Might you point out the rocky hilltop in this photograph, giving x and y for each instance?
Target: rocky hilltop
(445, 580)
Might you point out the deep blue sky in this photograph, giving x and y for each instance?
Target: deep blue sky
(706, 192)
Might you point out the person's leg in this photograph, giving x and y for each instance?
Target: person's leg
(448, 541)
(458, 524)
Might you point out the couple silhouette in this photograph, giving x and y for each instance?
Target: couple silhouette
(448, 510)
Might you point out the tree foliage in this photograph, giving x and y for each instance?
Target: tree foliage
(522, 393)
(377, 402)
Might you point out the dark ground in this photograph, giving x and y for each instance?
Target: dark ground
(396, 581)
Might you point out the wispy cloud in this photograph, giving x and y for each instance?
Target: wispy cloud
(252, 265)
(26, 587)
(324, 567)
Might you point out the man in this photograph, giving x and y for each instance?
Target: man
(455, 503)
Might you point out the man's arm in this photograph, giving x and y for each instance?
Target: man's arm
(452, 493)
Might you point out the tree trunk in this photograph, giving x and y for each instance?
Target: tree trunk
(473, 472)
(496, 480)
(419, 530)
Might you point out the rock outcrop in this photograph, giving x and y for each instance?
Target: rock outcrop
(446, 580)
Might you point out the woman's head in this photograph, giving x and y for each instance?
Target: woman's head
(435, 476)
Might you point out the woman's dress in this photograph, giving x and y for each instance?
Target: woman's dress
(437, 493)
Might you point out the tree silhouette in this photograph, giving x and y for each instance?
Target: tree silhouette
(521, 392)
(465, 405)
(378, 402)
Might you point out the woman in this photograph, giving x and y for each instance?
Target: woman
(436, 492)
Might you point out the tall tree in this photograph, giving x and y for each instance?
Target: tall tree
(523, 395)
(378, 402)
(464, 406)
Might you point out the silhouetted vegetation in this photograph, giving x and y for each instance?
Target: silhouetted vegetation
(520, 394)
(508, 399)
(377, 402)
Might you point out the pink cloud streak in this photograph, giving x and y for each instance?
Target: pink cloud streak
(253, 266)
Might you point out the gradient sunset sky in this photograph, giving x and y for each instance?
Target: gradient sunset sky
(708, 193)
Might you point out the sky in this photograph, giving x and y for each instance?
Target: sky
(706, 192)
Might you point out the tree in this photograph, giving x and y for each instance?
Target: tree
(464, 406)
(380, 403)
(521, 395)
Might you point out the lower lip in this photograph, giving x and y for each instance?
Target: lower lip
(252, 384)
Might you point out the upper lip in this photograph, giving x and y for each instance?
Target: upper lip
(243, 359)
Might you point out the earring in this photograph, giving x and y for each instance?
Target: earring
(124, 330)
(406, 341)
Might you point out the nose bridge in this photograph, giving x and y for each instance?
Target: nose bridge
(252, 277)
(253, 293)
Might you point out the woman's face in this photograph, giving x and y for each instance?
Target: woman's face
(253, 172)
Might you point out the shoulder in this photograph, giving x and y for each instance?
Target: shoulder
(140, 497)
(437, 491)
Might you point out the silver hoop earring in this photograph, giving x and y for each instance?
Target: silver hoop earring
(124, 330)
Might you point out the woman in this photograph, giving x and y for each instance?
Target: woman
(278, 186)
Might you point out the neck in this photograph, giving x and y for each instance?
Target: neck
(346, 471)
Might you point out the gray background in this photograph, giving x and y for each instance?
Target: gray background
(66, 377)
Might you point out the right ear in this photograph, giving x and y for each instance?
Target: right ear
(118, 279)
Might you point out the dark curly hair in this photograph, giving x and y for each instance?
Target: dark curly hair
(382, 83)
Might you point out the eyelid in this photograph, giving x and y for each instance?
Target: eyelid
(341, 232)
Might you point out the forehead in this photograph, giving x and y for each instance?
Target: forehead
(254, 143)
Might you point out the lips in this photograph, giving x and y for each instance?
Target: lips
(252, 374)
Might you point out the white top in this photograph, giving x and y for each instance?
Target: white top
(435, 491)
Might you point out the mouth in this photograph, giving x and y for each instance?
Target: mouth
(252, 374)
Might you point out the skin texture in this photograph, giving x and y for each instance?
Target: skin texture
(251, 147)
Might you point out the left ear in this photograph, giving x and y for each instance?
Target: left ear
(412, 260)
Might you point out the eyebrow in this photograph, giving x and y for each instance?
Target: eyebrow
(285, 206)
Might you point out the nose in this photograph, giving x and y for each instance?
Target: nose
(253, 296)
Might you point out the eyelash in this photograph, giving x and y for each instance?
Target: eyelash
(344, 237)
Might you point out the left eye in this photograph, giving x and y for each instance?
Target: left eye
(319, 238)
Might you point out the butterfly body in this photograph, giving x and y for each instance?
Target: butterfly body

--*--

What you will do -
What is needed is a full, exact copy of the records.

Task output -
Might you point out the rocky hilltop in this photograph, giving x and y for each instance?
Target: rocky hilltop
(445, 580)
Might you point out the deep blue sky in this photograph, giving x and y for each instance?
Target: deep blue sky
(706, 192)
Might you point out the person's leg in this photograph, giving x and y for each instance?
Target: person's leg
(448, 541)
(458, 524)
Might you point out the couple silhouette in this photograph, giving x and y for each instance?
Target: couple silhouette
(448, 510)
Might you point out the tree foliage in this photograph, giving x and y for each instance?
Target: tree foliage
(522, 393)
(377, 402)
Might you point out the dark ground in this photograph, giving x and y for each instance?
Target: dark ground
(396, 581)
Might you point out the wispy cloud in this photograph, giving x and y for each instance?
Target: wispy cloud
(252, 265)
(26, 587)
(324, 567)
Might you point out the man in this photograph, giving x and y for each instance?
Target: man
(455, 503)
Might you point out the man's arm in this photograph, giving x and y for each instance?
Target: man's arm
(452, 493)
Might you point out the tree trunk in this photograph, giving x and y for each instance?
Target: tree trunk
(473, 472)
(496, 480)
(419, 530)
Might you point out the rock outcrop in this photograph, giving x and y for each instance?
Target: rock outcrop
(446, 580)
Might you point out the woman's head in this photograph, giving x and y for each instance?
Target: woman's head
(435, 476)
Might you point out the woman's dress in this photograph, giving x and y for each instance?
Target: woman's dress
(437, 493)
Might you point out the tree silhouette in this photograph, giving x and y for each instance?
Target: tree silhouette
(521, 392)
(465, 405)
(378, 402)
Might you point out the woman in this photograph, giving x and y for each instance?
Target: woman
(436, 492)
Might you point out the tall tree in this photograph, giving x and y for each instance?
Target: tall tree
(523, 395)
(378, 402)
(464, 406)
Might you point out the silhouetted vegetation in this photograph, giving x and y for each instance?
Target: silhouetted vegetation
(520, 394)
(508, 399)
(377, 402)
Might you point out the pink cloud streak in this photograph, giving x and y for each instance?
Target: pink cloud streak
(253, 266)
Might you point out the gradient sunset sky in this photograph, giving x and y for each instance?
Target: gradient sunset sky
(708, 193)
Might you point out the sky in this photograph, giving x and y for each instance?
Target: sky
(706, 192)
Might you point out the tree in this photograph, giving x and y for each instance?
Target: tree
(464, 406)
(380, 403)
(521, 395)
Might you point out the lower lip in this photograph, giving x and y for each instance?
Target: lower lip
(252, 384)
Might you point out the upper lip in this photograph, giving x and y for each instance?
Target: upper lip
(243, 359)
Might you point out the earring in this photograph, giving x and y for each instance?
Target: earring
(124, 330)
(406, 341)
Might you point out the nose bridge in this photograph, giving x and y for each instance?
Target: nose bridge
(252, 277)
(253, 293)
Might you point out the woman's face in this photograph, giving x and y for each instance?
Target: woman's face
(253, 172)
Might you point out the shoulder in this photograph, giving x and y for each instance?
Target: shoulder
(140, 497)
(437, 491)
Might you point out the silver hoop earring in this photograph, giving x and y for each instance?
Target: silver hoop earring
(124, 330)
Might you point out the woman in this photograph, giving x and y for each instance?
Target: woman
(278, 186)
Might you point out the neck in this photograph, giving x and y for each instance?
Target: neck
(346, 471)
Might you point out the gray background in this photograph, giving x and y for each instance?
Target: gray background
(66, 377)
Might you point out the right ear in this photograph, giving x and y for each instance?
Target: right ear
(118, 279)
Might you point out the dark curly hair in this photograph, giving x and y for each instance?
Target: dark curly hair
(382, 83)
Might you point out the eyelid in this photograph, giving x and y for each instance?
Target: eyelid
(341, 232)
Might you point out the forehead in this photograph, giving x and y for each instance?
Target: forehead
(254, 143)
Might you point out the lips in this photograph, giving x and y for each instance?
Target: lips
(252, 374)
Might you point out the white top in this photograph, giving x and y for each instance?
Target: white top
(435, 491)
Might you point out the mouth in this photograph, giving x and y for each instance?
Target: mouth
(252, 374)
Might you point out the skin texture in this photograph, giving x and y for each instance?
Target: skin texture
(251, 147)
Might you point out the left ear in this photograph, giving x and y for each instance?
Target: left ear
(412, 260)
Might you point out the eyebrow in this photograph, giving x and y for each instance?
Target: eyebrow
(285, 206)
Might you point out the nose in this photograph, giving x and y for each instance?
Target: nose
(253, 296)
Might you point out the eyelash in this photograph, giving x and y for each instance?
Target: eyelash
(344, 237)
Might you point out the left eye in this photograph, giving x and y for each instance?
Target: left eye
(319, 238)
Might you point out the butterfly body in this photograph, giving x and y for each instance?
Target: butterfly body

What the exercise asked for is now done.